> **EXERCISE AIM**:
Copy out every line of the records below that contains the string "image", treating uppercase and lowercase as different.

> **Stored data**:

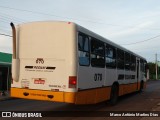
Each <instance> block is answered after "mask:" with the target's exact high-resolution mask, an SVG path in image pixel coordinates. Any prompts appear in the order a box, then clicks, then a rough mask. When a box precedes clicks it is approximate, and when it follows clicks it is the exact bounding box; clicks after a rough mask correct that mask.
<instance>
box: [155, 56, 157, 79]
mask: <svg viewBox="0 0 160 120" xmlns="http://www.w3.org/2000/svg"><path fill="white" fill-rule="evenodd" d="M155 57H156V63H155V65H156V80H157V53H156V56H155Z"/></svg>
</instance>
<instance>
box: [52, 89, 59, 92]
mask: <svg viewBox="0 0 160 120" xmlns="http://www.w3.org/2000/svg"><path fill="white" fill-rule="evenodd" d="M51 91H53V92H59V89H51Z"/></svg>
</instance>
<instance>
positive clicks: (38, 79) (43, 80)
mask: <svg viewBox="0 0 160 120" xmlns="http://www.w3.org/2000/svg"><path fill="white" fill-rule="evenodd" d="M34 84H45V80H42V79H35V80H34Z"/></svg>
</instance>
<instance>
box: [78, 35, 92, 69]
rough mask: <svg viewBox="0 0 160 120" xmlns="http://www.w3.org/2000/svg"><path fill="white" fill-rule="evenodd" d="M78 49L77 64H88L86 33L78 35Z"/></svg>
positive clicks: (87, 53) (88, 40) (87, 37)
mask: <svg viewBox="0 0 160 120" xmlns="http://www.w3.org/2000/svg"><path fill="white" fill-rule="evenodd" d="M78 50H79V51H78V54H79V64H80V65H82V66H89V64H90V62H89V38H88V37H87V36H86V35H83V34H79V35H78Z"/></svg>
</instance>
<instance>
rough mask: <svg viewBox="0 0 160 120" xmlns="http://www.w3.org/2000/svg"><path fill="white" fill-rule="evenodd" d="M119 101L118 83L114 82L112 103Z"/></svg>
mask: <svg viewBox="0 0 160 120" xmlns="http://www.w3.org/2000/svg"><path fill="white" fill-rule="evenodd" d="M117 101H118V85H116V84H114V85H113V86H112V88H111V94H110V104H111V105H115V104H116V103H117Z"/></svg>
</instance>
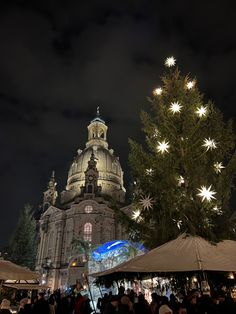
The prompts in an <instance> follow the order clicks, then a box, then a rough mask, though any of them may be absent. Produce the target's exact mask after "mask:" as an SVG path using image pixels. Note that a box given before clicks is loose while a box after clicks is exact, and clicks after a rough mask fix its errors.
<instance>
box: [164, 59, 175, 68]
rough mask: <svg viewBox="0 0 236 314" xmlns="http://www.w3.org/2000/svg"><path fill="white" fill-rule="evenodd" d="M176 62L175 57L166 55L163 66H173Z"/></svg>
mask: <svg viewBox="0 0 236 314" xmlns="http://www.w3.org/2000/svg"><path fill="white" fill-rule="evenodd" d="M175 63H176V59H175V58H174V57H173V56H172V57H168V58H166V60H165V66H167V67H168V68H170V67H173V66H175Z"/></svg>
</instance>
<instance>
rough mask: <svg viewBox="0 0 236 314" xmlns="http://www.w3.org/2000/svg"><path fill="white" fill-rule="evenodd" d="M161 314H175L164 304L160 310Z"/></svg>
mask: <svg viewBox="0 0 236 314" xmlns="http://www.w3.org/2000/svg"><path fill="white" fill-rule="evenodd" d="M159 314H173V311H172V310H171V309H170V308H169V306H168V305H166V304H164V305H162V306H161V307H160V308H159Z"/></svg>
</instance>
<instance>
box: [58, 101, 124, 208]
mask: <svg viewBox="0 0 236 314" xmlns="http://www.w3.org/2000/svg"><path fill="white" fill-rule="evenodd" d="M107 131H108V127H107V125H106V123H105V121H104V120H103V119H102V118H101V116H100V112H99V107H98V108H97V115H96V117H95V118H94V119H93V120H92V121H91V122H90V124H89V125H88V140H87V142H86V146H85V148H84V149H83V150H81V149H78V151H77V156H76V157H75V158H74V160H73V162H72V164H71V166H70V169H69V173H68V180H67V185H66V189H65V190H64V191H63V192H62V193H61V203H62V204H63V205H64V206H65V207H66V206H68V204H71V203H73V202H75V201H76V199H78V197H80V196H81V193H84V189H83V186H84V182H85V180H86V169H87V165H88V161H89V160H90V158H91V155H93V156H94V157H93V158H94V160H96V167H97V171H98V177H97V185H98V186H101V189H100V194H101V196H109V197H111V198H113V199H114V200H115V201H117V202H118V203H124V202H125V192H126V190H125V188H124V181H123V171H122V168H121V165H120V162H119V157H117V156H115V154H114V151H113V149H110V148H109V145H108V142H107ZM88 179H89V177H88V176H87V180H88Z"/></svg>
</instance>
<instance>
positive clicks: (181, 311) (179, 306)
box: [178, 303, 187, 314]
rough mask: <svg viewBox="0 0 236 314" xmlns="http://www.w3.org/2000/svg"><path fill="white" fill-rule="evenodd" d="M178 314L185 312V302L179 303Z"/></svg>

> **TASK ANSWER**:
Each <instance> block is answered after "mask:" with the target's exact high-resolution mask, an SVG path in image pixel coordinates. Any prompts appear in the order a box, then clicks, then a rough mask. When a box precedes clicks it is approximate, and when it follows clicks it is the exact bounding box; clicks after a rough mask correct that mask.
The prompts in an <instance> follow the order clicks, then a box, then a rough mask, though any of them may be absent. Produce the target's exact mask after "mask:" as an SVG path using image pixels. Note that a box given before clicks is loose while a box after clicks is exact, and clicks after a rough mask fix its errors.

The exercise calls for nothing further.